Whenever a line in the entries below contains the string "mask", copy that line.

Saved entries
----------

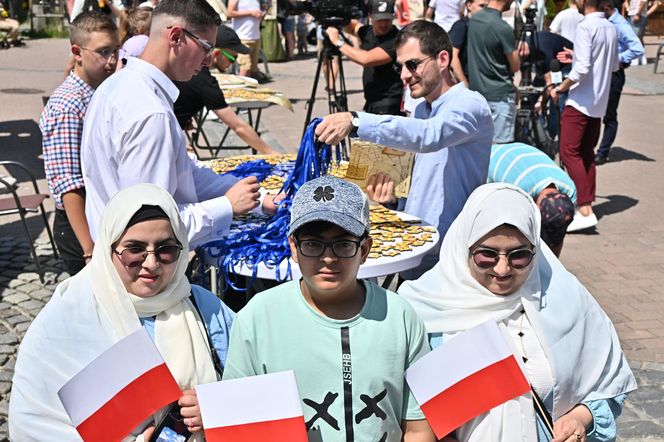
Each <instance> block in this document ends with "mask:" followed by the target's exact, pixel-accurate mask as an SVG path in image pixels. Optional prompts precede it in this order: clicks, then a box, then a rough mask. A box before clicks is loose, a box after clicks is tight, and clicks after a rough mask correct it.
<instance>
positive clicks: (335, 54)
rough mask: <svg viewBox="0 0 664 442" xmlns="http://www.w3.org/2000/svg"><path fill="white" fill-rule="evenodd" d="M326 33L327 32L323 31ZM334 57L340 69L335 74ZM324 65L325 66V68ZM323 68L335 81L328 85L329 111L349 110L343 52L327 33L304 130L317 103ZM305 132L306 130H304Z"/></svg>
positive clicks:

----------

Reply to the exercise:
Each <instance> block in this document ends with "mask:" followed by the target's exact, pixel-accurate mask as an SVG path in image pixels. Optional prompts precede it in this order: clicks, then a box, then a rough mask. A box before clicks is loose, a box after clicks is tight, and clicks after a rough mask correct it.
rough mask: <svg viewBox="0 0 664 442" xmlns="http://www.w3.org/2000/svg"><path fill="white" fill-rule="evenodd" d="M326 33L327 32L323 31ZM334 57L340 69L335 74ZM324 65L325 66V68ZM323 68L335 81L328 85L329 111L349 110L343 52L327 33L304 130L317 103ZM305 132L306 130H304Z"/></svg>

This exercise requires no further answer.